--- begin Document text ---

For anyone who has enough spare time to dabble around this thing, I apologize. I acknowledge my lack of diligence in updating. It's slightly pathetic.
So what has happened?
Goodness gracious, what hasn't happened?
The rest of the tour this summer was the most exhausting/exhilirating/exhuberant/exhsomething experience of my life. I hated it at times, I loved it most times, and I want to be on the road again. Sadly, college has once again gotten the better of me.
So in the past few months I have gone from being completely broke and completely happy and carefree to being well payed and overworked/exhausted but driven. I figure, I've got one more semester of this and then I am o-u-t and off into the world. I'm okay with that.
Tony is in Africa, so that's something. I would like to voice my general enthusiasm for that kid. I have never felt/watched myself develop while I was in a relationship like I did with him. Prior to him I felt like every romantic endeavor I had was just part of the process of breaking myself down. For the first time I found myself in something that was building myself back up, and I'm a better person because of it. Hats off to him for going to Africa for two and half years. It'll be interesting to see what man he has grown into when he gets back.
A few weeks ago my cousin Jennifer passed away. It was completely unexpected and traumatic. Also, my first brush with death, and it left me quite shaken. I've come to the conclusion that death is a deep heavy breath for those left behind, a breath of exhaustion. It's also terribly personal and not a subject I care to disclose too much information about on the www.

--- end Document text ---
--- begin Recorded data ---

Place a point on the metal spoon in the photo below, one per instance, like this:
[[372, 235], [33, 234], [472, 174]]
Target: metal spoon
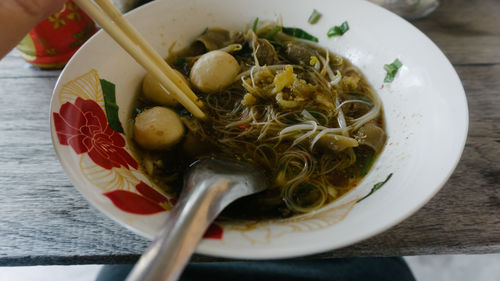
[[210, 185]]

--- end Recorded data ---

◆ Goal ◆
Repeat the blog post word for word, starting at "So what has" up to and including "better of me.".

◆ Solution for this exercise ◆
So what has happened?
Goodness gracious, what hasn't happened?
The rest of the tour this summer was the most exhausting/exhilirating/exhuberant/exhsomething experience of my life. I hated it at times, I loved it most times, and I want to be on the road again. Sadly, college has once again gotten the better of me.